[start Excerpted data]

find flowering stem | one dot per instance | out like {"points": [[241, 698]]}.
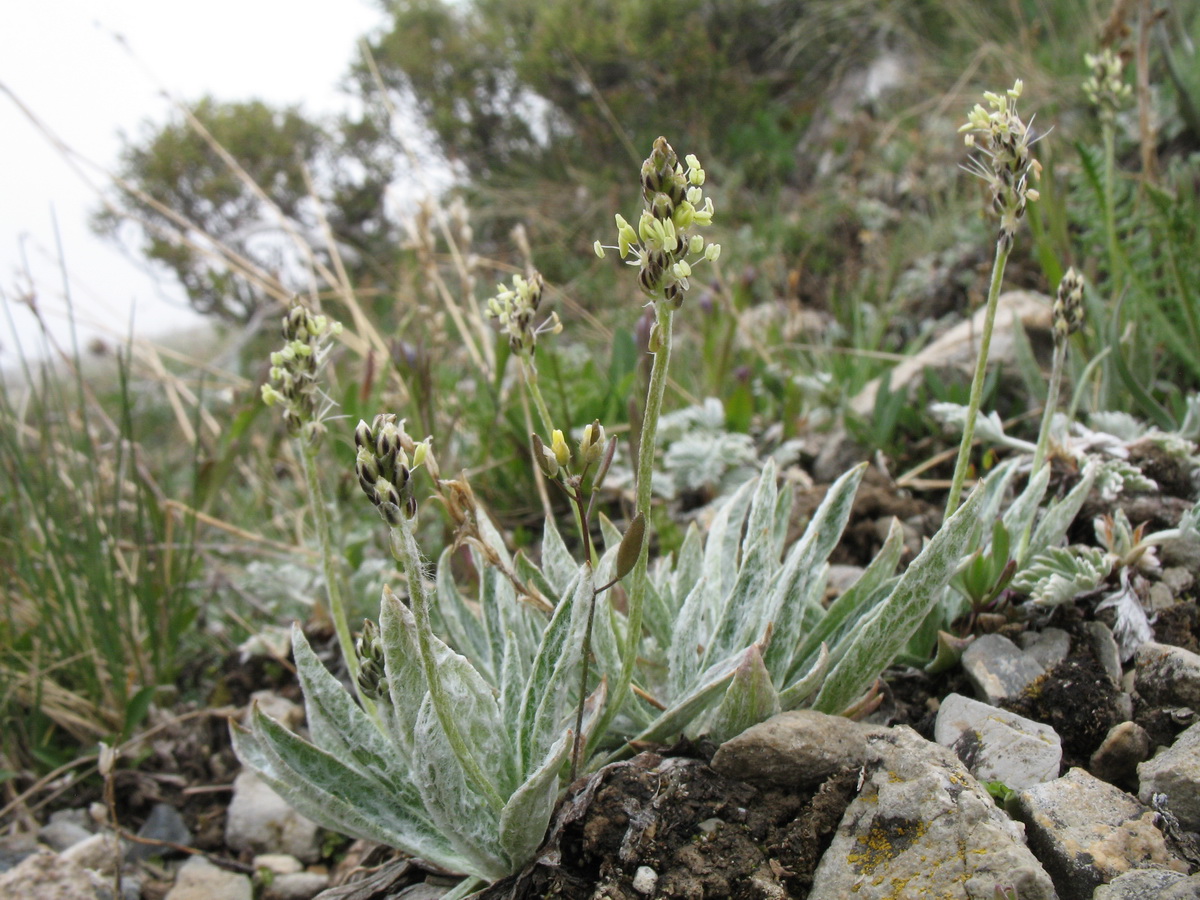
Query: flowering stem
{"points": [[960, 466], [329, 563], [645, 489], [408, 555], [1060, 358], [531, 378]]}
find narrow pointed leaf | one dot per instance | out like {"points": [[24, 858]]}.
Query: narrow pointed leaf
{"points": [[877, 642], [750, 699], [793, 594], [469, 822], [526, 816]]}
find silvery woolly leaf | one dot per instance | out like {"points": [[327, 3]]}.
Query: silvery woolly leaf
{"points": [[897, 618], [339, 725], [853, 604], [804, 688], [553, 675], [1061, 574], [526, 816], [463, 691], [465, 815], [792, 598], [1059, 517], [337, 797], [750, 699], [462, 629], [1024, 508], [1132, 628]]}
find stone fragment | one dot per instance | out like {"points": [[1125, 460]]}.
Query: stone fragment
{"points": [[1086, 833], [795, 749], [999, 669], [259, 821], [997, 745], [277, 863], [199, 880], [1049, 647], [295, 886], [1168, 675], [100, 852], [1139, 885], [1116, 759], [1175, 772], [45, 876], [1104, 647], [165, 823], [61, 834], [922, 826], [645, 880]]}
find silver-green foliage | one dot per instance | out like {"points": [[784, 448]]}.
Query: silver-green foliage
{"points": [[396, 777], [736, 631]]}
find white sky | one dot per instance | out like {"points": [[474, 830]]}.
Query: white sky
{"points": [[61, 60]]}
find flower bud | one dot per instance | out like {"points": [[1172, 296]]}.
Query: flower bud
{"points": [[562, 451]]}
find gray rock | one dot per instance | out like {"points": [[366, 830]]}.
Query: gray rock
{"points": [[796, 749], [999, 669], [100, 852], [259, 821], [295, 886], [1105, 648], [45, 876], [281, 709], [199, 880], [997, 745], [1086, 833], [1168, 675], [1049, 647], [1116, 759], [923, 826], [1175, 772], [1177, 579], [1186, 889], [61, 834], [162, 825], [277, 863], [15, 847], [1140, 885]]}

[end Excerpted data]
[start Excerpted data]

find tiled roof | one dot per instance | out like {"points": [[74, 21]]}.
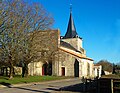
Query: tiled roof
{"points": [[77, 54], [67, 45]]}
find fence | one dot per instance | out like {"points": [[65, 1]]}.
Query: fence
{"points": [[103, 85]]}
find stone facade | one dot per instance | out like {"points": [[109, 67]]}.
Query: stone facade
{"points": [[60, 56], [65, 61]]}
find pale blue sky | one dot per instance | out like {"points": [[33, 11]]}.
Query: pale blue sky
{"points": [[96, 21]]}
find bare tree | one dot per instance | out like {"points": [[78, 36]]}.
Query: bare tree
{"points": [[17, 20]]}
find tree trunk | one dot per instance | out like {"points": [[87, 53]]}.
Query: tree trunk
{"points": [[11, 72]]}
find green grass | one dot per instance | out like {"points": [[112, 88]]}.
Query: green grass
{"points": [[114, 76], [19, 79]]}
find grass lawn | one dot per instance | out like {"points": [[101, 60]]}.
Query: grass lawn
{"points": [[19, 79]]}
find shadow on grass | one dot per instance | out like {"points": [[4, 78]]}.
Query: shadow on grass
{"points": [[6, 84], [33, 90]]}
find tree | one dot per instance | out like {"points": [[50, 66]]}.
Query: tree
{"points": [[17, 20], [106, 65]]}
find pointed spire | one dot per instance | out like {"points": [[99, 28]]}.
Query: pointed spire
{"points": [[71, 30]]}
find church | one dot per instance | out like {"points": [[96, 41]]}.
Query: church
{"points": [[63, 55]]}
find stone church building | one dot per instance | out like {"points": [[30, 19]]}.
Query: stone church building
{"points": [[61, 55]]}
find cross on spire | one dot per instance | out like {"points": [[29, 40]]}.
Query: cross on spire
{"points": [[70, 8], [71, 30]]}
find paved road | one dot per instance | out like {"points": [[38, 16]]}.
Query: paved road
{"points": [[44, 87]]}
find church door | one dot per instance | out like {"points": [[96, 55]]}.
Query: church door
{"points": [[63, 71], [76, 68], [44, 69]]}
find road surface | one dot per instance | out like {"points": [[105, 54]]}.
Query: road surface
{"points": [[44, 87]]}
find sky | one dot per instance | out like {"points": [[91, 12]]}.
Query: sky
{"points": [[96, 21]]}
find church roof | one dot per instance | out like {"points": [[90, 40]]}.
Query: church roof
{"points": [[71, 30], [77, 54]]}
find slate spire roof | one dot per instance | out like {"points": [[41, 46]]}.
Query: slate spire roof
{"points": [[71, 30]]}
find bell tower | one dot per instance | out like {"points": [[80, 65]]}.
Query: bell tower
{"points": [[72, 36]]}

[end Excerpted data]

Task instructions: Extract each line of the records that contains the word "white" and copy every such line unchanged.

Response:
find white sky | one dot per instance | out like {"points": [[474, 830]]}.
Query: white sky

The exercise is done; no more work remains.